▶ Set problem
Transcribe exactly the lines from the one holding "Can you see the man's hand?" to the end of the data below, including both of those lines and no others.

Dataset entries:
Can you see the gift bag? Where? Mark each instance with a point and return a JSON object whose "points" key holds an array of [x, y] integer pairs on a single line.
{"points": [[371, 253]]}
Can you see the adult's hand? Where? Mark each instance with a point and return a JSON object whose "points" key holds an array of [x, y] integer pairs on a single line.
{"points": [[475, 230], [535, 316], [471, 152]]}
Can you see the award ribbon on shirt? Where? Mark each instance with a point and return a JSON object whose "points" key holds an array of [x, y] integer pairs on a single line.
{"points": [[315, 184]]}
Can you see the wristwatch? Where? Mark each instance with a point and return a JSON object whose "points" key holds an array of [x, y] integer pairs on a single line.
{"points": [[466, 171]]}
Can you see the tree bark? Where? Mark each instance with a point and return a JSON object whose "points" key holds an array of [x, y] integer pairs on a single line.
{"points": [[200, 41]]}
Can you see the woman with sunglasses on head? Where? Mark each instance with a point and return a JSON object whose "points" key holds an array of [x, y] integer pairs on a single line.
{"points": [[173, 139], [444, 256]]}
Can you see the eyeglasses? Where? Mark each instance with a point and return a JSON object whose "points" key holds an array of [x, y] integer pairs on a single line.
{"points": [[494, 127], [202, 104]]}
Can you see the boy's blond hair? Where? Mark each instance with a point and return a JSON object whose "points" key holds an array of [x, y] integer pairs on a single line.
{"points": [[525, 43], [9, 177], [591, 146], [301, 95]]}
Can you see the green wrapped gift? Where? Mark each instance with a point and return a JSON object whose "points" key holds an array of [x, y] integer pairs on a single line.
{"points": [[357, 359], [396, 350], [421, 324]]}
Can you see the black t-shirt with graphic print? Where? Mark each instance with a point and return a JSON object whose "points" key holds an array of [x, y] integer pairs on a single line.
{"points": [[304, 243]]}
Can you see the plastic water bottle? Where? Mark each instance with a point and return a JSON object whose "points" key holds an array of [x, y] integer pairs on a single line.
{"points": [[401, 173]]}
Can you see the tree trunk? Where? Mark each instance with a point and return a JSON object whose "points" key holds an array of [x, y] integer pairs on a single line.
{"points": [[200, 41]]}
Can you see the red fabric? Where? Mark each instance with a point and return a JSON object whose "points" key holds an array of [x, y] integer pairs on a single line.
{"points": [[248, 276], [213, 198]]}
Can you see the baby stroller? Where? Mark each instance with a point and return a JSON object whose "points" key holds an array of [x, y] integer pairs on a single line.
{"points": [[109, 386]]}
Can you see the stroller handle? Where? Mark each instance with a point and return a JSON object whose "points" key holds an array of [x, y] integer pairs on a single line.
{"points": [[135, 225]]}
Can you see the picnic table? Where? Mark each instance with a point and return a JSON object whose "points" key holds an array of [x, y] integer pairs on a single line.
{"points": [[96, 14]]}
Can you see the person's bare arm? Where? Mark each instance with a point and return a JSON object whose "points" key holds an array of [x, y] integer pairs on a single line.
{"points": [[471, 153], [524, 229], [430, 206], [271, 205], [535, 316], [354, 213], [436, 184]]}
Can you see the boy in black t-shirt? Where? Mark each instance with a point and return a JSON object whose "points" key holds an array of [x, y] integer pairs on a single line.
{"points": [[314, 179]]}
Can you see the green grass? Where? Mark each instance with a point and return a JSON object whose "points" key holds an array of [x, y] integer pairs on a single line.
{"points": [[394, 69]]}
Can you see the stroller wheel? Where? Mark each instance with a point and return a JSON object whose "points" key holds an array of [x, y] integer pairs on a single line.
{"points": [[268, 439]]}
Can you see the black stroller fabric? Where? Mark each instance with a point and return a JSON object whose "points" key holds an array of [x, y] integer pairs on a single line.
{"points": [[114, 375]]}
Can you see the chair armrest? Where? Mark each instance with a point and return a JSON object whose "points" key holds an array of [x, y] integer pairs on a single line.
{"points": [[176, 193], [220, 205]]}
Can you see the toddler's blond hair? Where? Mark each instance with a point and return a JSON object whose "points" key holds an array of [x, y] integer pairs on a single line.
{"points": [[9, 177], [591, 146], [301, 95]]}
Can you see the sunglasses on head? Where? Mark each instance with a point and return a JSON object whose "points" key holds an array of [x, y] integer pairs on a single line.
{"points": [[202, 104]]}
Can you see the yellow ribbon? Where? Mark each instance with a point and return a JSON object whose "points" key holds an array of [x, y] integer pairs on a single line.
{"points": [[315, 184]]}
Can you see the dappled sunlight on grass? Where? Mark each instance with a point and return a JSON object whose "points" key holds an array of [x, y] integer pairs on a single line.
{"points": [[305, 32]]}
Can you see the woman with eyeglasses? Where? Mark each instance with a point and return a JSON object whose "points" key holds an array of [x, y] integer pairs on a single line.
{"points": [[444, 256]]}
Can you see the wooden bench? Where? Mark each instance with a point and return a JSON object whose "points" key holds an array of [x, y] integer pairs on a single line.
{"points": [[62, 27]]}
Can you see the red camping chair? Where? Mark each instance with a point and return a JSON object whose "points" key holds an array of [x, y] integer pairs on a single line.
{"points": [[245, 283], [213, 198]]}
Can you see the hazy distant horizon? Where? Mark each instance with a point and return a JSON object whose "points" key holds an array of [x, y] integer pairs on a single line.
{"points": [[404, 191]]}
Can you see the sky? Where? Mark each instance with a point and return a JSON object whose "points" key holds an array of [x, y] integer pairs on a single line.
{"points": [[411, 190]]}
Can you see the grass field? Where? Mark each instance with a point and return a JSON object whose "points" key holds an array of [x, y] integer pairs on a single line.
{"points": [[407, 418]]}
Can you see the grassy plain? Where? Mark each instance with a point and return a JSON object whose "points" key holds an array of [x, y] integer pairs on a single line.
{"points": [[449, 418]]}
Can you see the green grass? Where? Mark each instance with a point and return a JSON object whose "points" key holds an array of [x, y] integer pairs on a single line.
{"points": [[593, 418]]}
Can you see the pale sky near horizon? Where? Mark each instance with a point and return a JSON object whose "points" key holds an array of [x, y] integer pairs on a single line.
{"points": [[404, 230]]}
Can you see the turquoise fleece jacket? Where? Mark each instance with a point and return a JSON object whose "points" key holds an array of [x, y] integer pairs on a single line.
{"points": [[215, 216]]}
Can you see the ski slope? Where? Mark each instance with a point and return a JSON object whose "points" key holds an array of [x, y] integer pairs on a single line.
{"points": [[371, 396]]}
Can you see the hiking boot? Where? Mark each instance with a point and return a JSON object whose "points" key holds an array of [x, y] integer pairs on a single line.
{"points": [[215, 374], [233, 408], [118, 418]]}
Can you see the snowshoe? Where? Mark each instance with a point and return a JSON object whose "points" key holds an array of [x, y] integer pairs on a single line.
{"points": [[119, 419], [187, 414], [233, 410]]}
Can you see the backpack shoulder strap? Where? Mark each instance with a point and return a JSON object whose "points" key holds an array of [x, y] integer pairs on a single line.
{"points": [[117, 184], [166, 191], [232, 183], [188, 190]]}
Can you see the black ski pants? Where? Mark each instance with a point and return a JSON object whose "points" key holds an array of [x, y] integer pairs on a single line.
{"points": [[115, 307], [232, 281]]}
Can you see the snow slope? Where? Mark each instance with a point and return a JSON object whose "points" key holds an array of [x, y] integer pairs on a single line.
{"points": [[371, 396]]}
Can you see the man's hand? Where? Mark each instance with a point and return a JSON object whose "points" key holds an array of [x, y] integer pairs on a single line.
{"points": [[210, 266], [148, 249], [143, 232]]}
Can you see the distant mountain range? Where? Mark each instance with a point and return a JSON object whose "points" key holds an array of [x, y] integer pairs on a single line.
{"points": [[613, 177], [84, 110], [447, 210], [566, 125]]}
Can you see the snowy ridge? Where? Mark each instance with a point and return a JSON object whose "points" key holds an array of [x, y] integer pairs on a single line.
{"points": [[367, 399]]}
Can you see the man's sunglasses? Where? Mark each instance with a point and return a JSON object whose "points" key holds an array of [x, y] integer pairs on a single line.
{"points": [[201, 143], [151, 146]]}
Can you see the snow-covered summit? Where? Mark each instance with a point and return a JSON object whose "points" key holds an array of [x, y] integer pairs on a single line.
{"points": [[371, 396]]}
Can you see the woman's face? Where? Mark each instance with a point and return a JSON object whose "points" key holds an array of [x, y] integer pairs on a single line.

▶ Full response
Can you see the man's hand? Where? Mark each instance with a point and return a JSON object whose "points" key holds an array of [x, y] integer pairs on a single line.
{"points": [[210, 266], [148, 249], [143, 232]]}
Can you see the distant mountain range? Where? Mark each instance with a point and return a JSON object whose "points" key holds an array of [x, y] integer pairs on a single line.
{"points": [[613, 177], [84, 110], [447, 210], [566, 125]]}
Can you see the snowy ridge? Where? Mark each instance with a point and return a JSON object whose "points" key holds an array of [x, y] integer pairs on a single line.
{"points": [[367, 399]]}
Can you see the man's sunglasses? Where? Mark each instance with a point and return a JSON object whose "points" key holds an array of [x, y] integer pairs on a single line.
{"points": [[201, 143], [151, 146]]}
Can you see the snow-covered summit? Where? Mark each instance with a point and return a JSON object whose "points" key holds an array of [x, y] integer pairs on a single line.
{"points": [[371, 396]]}
Can you see the woman's face? Where? Mark each instance with a point and return a JSON object whose "points" key holds an array of [x, y] integer pairs on a single line.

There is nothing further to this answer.